- _Task prompt_
Copy the stretch of the passage on renaming schizophrenia from "A change is" through "health care practitioners.", switching "scholarship" to "organization".

Levin suggested Neuro-Emotional Integration Disorder to emphasize both its neural basis and its emotional one. He suggested that while clinicians are often focused on symptoms such as delusions, users are focused on how they feel emotionally: withdrawn, alienated, and isolated.

“We want a term that reflects that this is not just one disorder, but includes many different subtypes. A name should de-catastrophize the worst-case scenario so people don’t panic. We could improve people’s desire to access treatment and family support,” Levin continued. “Cognitive behavioral therapy can be very useful to come to terms with it. With a different name, we can link people into psychotherapy by discussing what illness is, hook them into medication by emphasizing its biological basis.”

A change is also already underway in the UK, with more doctors and patients referring to “psychosis” than “schizophrenia.” Kingdon noted that one competitive scholarship was more successful after its name was changed from National Schizophrenia Fellowship to Rethink. Proposed name changes include Kraepelin–Bleuler Disease (after two of the people who first described and delineated schizophrenia), Neuro-Emotional Integration Disorder, Youth onset CONative, COgnitive and Reality Distortion syndrome (CONCORD), or psychosis.

It is startling to read studies on proposed name changes and realize how few studies have canvassed what people with schizophrenia actually think. But the feelings experiences and feelings of users ought to be decisive. It is they who have actually experienced receiving a diagnosis, telling friends and family, informing other health care practitioners.

- _Image-grounded pointing data_
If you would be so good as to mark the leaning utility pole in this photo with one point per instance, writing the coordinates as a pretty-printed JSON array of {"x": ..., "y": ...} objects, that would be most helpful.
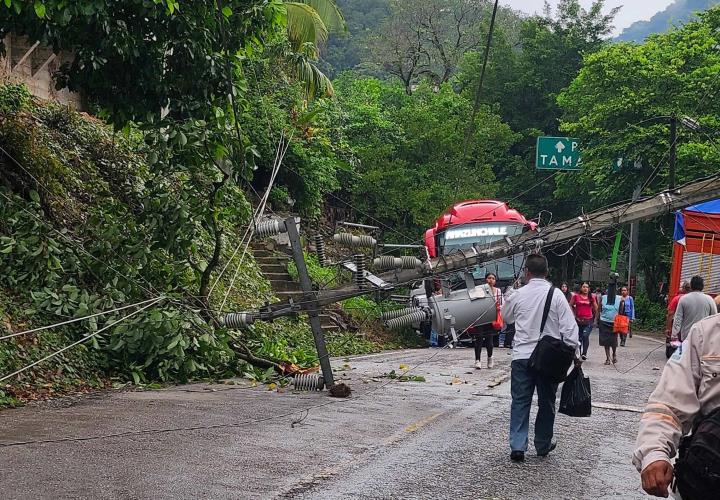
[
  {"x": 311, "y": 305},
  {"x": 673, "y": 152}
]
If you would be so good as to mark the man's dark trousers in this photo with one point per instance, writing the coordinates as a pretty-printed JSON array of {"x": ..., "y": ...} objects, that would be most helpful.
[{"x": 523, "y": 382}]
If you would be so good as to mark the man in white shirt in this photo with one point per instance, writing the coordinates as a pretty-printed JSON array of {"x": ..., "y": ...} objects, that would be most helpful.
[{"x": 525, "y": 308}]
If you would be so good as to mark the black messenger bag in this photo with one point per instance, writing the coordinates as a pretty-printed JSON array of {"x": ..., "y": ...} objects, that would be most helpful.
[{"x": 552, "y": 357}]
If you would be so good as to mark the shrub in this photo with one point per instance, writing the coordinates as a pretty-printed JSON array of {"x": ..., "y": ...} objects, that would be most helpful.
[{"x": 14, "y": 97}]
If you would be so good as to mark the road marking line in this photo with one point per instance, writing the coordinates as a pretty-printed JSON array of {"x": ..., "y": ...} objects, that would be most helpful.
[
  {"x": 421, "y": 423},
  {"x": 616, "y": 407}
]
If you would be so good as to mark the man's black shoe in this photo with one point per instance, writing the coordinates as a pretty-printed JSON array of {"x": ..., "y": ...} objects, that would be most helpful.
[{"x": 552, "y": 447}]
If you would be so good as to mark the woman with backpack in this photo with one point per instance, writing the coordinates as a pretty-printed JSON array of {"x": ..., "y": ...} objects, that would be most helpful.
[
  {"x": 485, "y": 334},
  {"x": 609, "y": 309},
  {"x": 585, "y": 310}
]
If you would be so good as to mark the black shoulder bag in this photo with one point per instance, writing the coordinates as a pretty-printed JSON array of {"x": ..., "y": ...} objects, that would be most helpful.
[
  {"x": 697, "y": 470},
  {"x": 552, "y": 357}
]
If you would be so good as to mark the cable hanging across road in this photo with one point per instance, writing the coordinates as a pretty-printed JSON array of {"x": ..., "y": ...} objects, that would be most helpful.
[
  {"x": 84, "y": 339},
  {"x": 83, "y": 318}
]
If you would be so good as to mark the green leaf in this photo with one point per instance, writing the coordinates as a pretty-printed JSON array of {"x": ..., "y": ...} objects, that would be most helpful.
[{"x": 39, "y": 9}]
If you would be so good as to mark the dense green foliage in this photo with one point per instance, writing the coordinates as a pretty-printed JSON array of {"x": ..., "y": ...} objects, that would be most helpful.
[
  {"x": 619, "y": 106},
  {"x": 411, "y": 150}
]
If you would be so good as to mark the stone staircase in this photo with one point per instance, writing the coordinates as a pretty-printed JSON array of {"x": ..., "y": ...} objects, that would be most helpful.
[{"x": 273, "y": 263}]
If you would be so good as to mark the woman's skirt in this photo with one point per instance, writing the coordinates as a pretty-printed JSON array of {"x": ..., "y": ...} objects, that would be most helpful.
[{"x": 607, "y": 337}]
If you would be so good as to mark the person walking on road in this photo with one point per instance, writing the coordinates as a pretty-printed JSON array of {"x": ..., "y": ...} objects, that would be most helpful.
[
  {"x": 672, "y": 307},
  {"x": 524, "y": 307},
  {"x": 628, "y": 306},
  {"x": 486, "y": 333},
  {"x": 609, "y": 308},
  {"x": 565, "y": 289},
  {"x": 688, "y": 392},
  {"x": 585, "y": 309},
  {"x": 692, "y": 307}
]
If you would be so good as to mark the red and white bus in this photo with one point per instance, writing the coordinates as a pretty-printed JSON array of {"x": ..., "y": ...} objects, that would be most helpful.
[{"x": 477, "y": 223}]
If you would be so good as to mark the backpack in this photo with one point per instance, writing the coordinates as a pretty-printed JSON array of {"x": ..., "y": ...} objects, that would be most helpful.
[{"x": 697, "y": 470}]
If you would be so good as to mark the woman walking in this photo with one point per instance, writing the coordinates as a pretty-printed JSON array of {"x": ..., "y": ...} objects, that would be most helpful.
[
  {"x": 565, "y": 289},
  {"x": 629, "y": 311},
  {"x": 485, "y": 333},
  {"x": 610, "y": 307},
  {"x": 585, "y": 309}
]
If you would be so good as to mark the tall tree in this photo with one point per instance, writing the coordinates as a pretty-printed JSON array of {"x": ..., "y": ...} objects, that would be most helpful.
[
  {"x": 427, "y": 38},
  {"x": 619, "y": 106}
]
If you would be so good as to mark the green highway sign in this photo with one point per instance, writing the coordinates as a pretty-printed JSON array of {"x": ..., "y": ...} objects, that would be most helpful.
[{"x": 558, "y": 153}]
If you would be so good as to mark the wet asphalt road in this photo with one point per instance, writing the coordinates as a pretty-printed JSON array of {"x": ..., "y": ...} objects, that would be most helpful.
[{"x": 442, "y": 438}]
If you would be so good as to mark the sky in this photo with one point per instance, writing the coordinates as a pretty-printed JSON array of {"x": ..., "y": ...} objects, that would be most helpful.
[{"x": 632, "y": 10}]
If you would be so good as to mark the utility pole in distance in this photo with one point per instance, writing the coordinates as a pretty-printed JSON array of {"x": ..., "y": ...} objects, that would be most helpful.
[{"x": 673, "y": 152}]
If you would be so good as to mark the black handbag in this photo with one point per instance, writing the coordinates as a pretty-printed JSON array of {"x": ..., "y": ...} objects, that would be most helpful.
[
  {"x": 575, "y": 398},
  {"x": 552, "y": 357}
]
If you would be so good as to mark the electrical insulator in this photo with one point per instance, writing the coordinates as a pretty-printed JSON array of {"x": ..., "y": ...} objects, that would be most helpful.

- _Task answer_
A change is also already underway in the UK, with more doctors and patients referring to “psychosis” than “schizophrenia.” Kingdon noted that one competitive organization was more successful after its name was changed from National Schizophrenia Fellowship to Rethink. Proposed name changes include Kraepelin–Bleuler Disease (after two of the people who first described and delineated schizophrenia), Neuro-Emotional Integration Disorder, Youth onset CONative, COgnitive and Reality Distortion syndrome (CONCORD), or psychosis.

It is startling to read studies on proposed name changes and realize how few studies have canvassed what people with schizophrenia actually think. But the feelings experiences and feelings of users ought to be decisive. It is they who have actually experienced receiving a diagnosis, telling friends and family, informing other health care practitioners.